==== The data

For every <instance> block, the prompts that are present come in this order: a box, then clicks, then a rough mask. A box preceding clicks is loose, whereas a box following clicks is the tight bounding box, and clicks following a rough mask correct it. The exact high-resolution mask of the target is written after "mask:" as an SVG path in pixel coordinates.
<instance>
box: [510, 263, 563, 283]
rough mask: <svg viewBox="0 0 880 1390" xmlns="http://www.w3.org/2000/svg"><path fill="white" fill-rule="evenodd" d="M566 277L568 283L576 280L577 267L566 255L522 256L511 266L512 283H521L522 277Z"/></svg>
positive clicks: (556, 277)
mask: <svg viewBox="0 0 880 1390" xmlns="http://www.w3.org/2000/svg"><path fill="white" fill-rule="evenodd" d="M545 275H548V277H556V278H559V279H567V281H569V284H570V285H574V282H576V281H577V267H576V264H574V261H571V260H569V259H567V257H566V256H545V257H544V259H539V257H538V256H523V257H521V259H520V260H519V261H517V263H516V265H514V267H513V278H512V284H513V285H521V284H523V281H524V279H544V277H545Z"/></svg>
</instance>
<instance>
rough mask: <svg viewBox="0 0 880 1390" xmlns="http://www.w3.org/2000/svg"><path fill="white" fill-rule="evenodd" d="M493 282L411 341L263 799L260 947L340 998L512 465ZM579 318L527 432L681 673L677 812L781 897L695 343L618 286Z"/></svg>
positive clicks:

========

▶ [What the task requires] Give back the entries exactly. Omit none of them.

▶ [Solution for this problem]
For every <instance> block, the prompts that are present come in this order: a box, then clicks, then a rough mask. A box preceding clicks is loose, whereas a box following clicks is the tight bounding box, and clicks following a rough mask correct it. The exact high-resolution mask of the target is written after "mask:" as an SVG path in pixel coordinates.
<instance>
box: [510, 263, 563, 283]
rough mask: <svg viewBox="0 0 880 1390" xmlns="http://www.w3.org/2000/svg"><path fill="white" fill-rule="evenodd" d="M566 277L568 283L576 280L577 267L566 255L522 256L511 266L512 283H521L522 277Z"/></svg>
positive clicks: (556, 277)
mask: <svg viewBox="0 0 880 1390" xmlns="http://www.w3.org/2000/svg"><path fill="white" fill-rule="evenodd" d="M545 275H548V277H556V278H559V279H567V281H569V284H570V285H574V282H576V281H577V267H576V264H574V261H571V260H569V259H567V257H566V256H545V257H544V259H539V257H538V256H523V257H521V259H520V260H519V261H517V263H516V265H514V267H513V278H512V284H513V285H521V284H523V281H524V279H544V277H545Z"/></svg>
</instance>
<instance>
rough mask: <svg viewBox="0 0 880 1390" xmlns="http://www.w3.org/2000/svg"><path fill="white" fill-rule="evenodd" d="M493 282L411 341L263 799L260 947L340 998L512 465ZM579 318L527 432L681 673L677 812L781 897L695 343L618 286Z"/></svg>
positive clicks:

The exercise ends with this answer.